▶ _Given instruction A_:
Write out, word for word, the entry asking where snow-covered ground appears in a photo, and omit the picture.

▶ _Document section_:
================
Are you heartened by the backlash against restrictive new laws in red states or optimistic that the next wave of activism can reclaim the right to abortion? 

I’m not an optimist. I call myself a “cockeyed strategist.” If you look at my long resume, it is all about organizing: Ms. magazine, feminist organizations, women’s foundations, Black-Jewish dialogues, Torah study groups and Palestinian-Jewish dialogues. 

Number one, we have to own the data and reframe the narrative. We have to open channels for discussion for women who have either had one or know someone who has had one, even in religious Catholic families. The state-by-state strategy was really slow, but Ruth Bader Ginsburg wanted that. She almost didn’t get on the court because she didn’t like the nationwide, right-to-privacy strategy of Roe but instead wanted it won state by state, which would have required campaigns of acceptance and consciousness-raising.

So, the irony is she hasn’t lived to see that we’re going to have to do it her way. 

You share a lot of family secrets in this book. Is this a book that you waited to write until, I’ll try to put this gently, most of the people had died?

I started this book when I was 78 years old, and there’s always a connection to my major birthdays. And turning 80 – you experience that number and it is so weird. It doesn’t describe me and it probably won’t describe you. I thought, this could well be my last book, so I needed to be completely transparent, put it all out there.
================
▶ _Task data_:
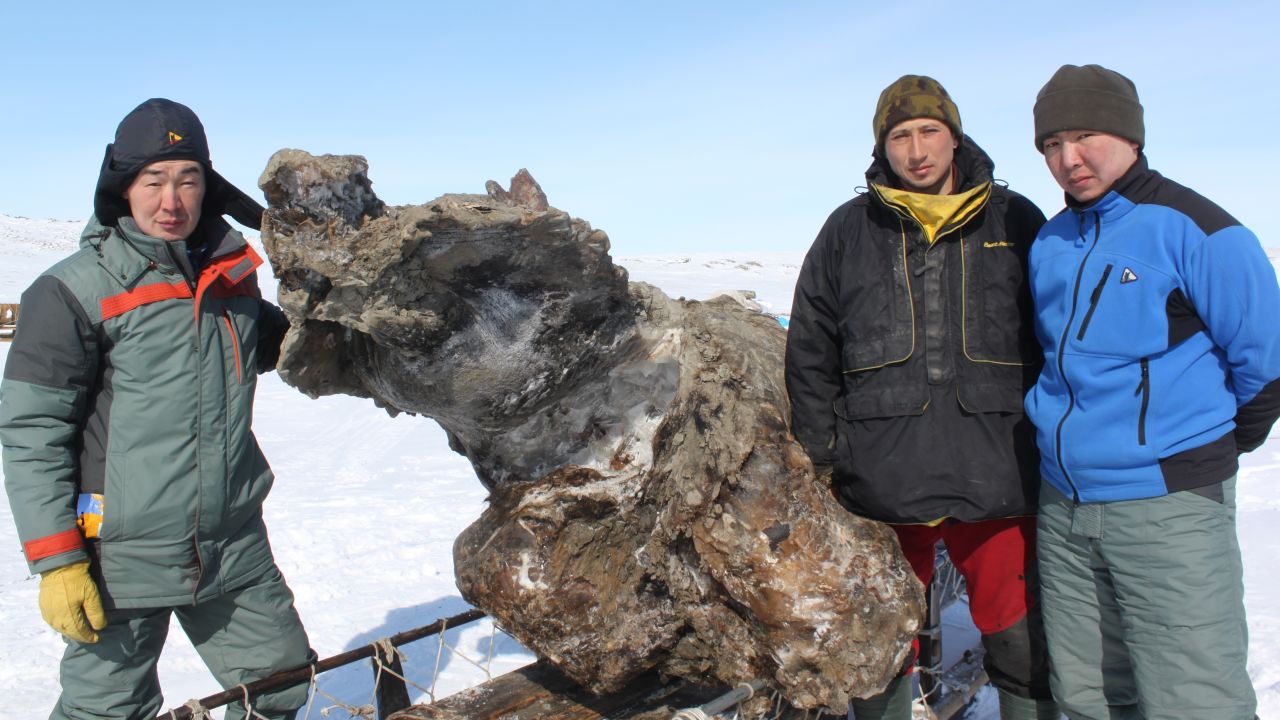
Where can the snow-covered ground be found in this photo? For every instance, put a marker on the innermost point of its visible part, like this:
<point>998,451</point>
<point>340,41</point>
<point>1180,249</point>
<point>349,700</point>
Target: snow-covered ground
<point>366,506</point>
================
▶ _Given instruction B_:
In the interview, what does the speaker call themself instead of an optimist?

▶ _Task response A_:
Where can the snow-covered ground be found in this photo? For every instance, put a marker on the innermost point of its visible part, like this:
<point>998,451</point>
<point>340,41</point>
<point>1180,249</point>
<point>349,700</point>
Target: snow-covered ground
<point>366,506</point>

▶ _Task response B_:
A "cockeyed strategist."